**What you should do**
Locate the line containing "Tag one point on every instance of the pink" in the data below. Reproduce it and every following line up to the end, exactly as given.

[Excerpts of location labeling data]
○ ○ ○ ○ ○

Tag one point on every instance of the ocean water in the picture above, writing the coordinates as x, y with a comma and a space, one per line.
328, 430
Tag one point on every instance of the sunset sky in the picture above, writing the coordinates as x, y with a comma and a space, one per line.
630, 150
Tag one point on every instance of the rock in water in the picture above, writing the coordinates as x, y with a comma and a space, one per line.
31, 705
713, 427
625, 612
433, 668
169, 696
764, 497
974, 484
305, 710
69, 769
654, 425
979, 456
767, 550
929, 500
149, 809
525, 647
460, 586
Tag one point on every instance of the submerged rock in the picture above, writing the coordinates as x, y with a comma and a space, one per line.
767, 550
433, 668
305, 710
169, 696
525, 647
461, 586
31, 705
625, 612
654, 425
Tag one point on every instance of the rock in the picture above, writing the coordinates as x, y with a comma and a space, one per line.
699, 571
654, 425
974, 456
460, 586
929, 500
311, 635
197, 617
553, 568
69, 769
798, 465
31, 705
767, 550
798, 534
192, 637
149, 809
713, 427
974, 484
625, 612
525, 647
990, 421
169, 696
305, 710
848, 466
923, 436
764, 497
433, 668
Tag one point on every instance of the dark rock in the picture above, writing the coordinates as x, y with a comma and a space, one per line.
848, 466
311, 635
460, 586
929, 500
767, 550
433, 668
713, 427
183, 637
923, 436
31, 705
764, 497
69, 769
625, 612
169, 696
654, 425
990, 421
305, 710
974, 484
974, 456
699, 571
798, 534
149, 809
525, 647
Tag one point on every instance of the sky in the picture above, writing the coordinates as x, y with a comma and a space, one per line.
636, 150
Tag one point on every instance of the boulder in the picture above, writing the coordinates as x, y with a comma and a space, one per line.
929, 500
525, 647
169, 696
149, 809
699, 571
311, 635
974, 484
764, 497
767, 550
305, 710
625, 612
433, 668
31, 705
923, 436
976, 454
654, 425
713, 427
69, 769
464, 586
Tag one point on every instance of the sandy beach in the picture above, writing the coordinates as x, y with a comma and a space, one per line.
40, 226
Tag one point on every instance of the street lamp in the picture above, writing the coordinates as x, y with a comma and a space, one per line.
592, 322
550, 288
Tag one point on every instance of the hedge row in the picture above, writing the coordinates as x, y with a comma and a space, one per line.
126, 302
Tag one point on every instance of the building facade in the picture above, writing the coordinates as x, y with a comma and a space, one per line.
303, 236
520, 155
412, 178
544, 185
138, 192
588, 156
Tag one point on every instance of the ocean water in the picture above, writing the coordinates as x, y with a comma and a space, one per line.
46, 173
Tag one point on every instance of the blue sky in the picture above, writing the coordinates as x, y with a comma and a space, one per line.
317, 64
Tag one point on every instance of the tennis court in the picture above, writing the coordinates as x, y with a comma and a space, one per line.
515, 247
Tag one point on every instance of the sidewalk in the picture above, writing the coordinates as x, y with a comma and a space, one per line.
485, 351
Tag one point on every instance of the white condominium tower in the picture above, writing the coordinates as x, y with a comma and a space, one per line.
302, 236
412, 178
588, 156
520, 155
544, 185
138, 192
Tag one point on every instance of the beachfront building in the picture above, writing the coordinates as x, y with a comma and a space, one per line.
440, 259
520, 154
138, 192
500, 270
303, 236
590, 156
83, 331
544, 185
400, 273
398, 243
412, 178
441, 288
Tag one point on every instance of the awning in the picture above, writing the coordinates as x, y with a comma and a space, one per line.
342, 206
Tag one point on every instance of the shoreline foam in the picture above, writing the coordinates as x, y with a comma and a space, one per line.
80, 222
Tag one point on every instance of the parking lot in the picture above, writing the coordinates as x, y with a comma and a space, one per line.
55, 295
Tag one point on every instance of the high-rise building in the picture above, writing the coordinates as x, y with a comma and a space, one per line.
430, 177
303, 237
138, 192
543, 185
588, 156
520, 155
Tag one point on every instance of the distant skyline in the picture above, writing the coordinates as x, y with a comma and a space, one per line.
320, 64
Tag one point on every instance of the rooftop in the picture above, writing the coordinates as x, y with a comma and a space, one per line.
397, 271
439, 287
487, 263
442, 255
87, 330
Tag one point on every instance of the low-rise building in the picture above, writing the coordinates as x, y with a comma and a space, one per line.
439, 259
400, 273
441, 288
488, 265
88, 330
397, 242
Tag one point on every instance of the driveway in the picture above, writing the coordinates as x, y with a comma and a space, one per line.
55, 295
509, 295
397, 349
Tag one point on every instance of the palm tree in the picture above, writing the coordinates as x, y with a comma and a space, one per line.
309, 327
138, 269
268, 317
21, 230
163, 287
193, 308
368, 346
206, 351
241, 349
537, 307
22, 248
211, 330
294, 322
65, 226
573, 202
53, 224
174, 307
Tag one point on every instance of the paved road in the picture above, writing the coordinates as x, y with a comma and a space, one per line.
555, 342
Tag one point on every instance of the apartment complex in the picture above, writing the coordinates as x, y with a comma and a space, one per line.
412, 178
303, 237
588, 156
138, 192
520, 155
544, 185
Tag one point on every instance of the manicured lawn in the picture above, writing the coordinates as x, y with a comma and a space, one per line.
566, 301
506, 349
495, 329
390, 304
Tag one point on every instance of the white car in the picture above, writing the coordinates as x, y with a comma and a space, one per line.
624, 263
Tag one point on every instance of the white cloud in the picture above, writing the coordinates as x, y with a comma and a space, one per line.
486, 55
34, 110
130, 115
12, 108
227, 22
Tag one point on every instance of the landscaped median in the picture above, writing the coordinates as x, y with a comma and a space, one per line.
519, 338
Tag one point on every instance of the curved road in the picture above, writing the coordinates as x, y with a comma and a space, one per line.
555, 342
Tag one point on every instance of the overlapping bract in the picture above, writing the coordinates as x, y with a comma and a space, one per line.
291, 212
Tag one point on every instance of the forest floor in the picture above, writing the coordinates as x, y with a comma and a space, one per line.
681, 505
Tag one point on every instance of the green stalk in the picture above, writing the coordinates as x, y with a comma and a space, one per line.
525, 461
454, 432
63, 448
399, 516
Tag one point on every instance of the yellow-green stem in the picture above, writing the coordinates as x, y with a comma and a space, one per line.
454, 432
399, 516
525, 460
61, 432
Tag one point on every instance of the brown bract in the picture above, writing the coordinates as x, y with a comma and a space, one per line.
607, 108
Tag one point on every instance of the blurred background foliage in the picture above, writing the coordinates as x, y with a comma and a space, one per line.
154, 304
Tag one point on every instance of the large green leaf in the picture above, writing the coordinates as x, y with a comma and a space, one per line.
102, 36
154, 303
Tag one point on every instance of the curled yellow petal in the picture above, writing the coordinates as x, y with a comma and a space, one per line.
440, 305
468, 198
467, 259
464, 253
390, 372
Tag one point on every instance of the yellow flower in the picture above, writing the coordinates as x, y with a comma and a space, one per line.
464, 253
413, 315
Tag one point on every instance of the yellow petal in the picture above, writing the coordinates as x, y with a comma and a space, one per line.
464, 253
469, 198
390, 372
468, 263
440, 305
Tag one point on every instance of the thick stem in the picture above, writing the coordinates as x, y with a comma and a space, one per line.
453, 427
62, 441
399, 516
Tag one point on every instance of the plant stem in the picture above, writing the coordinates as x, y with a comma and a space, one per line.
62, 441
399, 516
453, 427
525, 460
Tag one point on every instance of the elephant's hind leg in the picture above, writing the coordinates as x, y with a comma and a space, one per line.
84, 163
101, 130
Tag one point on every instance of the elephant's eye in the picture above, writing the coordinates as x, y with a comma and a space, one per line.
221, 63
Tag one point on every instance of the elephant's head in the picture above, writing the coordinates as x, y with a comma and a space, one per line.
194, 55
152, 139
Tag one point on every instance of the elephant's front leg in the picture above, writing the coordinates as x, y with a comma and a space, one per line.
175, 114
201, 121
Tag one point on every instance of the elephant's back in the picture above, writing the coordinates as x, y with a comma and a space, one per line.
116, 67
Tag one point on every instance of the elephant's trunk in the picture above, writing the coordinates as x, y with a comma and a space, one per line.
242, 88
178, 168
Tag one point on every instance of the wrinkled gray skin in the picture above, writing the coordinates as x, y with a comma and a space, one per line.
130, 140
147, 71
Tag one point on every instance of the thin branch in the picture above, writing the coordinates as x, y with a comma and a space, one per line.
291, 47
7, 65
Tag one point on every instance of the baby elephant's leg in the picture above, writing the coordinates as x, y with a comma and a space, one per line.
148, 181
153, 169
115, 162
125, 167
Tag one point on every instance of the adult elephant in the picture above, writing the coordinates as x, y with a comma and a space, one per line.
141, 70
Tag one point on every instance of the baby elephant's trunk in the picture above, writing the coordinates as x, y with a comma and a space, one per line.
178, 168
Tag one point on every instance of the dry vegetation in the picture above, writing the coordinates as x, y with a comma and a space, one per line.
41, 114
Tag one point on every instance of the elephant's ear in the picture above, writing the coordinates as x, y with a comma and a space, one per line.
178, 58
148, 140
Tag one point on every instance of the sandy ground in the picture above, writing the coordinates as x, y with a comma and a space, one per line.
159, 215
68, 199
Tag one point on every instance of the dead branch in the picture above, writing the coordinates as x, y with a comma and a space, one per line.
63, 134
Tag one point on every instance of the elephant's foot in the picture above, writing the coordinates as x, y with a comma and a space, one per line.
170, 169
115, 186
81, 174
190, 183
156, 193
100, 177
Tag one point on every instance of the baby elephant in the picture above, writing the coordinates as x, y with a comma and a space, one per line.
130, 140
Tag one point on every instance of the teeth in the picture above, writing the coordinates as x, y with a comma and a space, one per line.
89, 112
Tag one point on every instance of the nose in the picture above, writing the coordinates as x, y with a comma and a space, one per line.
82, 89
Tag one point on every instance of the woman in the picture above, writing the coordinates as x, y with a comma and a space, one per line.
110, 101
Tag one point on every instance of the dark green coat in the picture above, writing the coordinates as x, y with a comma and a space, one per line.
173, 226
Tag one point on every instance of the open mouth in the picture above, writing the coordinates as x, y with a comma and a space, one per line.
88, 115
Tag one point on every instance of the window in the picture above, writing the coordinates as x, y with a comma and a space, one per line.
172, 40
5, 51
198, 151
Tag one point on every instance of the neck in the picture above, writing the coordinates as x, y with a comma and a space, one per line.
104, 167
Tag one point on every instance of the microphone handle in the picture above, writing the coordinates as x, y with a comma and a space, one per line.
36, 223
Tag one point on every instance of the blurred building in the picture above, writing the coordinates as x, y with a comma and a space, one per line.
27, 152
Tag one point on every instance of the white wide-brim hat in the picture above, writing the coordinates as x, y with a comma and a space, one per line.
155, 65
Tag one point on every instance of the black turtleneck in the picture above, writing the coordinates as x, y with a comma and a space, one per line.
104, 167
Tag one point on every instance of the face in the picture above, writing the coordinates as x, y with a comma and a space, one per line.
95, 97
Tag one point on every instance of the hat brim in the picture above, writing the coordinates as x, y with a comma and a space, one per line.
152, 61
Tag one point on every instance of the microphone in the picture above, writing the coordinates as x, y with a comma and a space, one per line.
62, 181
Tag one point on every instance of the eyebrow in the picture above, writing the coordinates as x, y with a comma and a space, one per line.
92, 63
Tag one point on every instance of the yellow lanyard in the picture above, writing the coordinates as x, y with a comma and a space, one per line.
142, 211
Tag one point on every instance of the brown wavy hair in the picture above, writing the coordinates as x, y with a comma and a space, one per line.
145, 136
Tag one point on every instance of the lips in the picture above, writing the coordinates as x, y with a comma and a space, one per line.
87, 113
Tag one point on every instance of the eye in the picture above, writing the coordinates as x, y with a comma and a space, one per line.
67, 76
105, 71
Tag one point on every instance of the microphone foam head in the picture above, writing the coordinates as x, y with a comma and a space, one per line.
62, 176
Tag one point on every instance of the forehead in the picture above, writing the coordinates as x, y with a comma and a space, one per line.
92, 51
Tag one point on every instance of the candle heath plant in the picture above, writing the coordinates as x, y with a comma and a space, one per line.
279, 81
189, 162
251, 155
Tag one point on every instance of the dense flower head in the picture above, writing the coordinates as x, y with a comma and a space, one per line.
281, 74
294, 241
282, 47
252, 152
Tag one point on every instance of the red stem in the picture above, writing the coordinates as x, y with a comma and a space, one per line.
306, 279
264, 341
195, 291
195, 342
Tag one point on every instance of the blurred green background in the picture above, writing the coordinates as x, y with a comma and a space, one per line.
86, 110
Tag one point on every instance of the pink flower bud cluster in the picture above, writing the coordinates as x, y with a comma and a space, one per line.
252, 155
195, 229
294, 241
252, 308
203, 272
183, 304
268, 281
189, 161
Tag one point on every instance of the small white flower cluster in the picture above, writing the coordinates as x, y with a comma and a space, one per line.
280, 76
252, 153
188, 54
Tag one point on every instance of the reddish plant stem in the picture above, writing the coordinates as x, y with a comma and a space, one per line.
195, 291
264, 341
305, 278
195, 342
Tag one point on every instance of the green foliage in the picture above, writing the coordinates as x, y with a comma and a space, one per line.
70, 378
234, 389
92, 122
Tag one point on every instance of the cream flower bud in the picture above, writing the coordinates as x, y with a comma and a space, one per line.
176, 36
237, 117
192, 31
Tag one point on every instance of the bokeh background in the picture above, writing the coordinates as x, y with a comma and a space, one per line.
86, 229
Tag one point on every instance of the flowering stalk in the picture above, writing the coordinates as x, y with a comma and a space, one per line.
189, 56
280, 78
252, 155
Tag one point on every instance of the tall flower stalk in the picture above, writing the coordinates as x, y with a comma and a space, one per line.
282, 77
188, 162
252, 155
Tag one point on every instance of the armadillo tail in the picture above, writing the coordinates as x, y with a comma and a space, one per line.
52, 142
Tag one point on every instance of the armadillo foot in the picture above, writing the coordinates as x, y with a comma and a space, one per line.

○ ○ ○ ○ ○

**Task answer**
Tag one point on every instance of the pink flower bud cluster in the picture above, writing the coordinates as x, y with a comma and a space, one per line.
252, 155
195, 229
294, 241
252, 308
203, 272
183, 304
268, 281
189, 161
Tag one point on every instance of the small white flower cluster in the picture above, writing the coordinates as x, y with a comma and a space, one per line.
280, 76
252, 153
188, 54
Tag one point on every instance of the reddish plant stem in the picture above, writing the coordinates as x, y with a comma and a space, one per line.
195, 291
264, 341
305, 278
195, 342
Tag one point on every instance of the green foliage in the picture above, writing the coordinates as x, y with a comma and a space, one per line.
70, 378
234, 389
92, 122
Tag one point on every instance of the cream flower bud in the picture above, writing the coordinates as x, y with a comma and a space, one per line.
176, 36
237, 117
192, 31
Tag one point on every instance of the bokeh background in the picture above, writing the coordinates as x, y with a comma and a space, one per line.
86, 229
Tag one point on every instance of the flowering stalk in the picture above, writing the coordinates as x, y with a comma and a space, one per line.
189, 56
280, 78
252, 155
Tag one point on every instance of the tall flower stalk in the picture above, writing the coordinates as x, y with a comma and a space, one per line.
282, 77
188, 162
252, 155
Tag one point on every instance of the armadillo tail in the picture above, writing the coordinates as x, y with a comma and a space, one per line.
52, 142
Tag one point on every instance of the armadillo foot in the picture above, writing the coordinates as x, y with a comma and a space, one per line.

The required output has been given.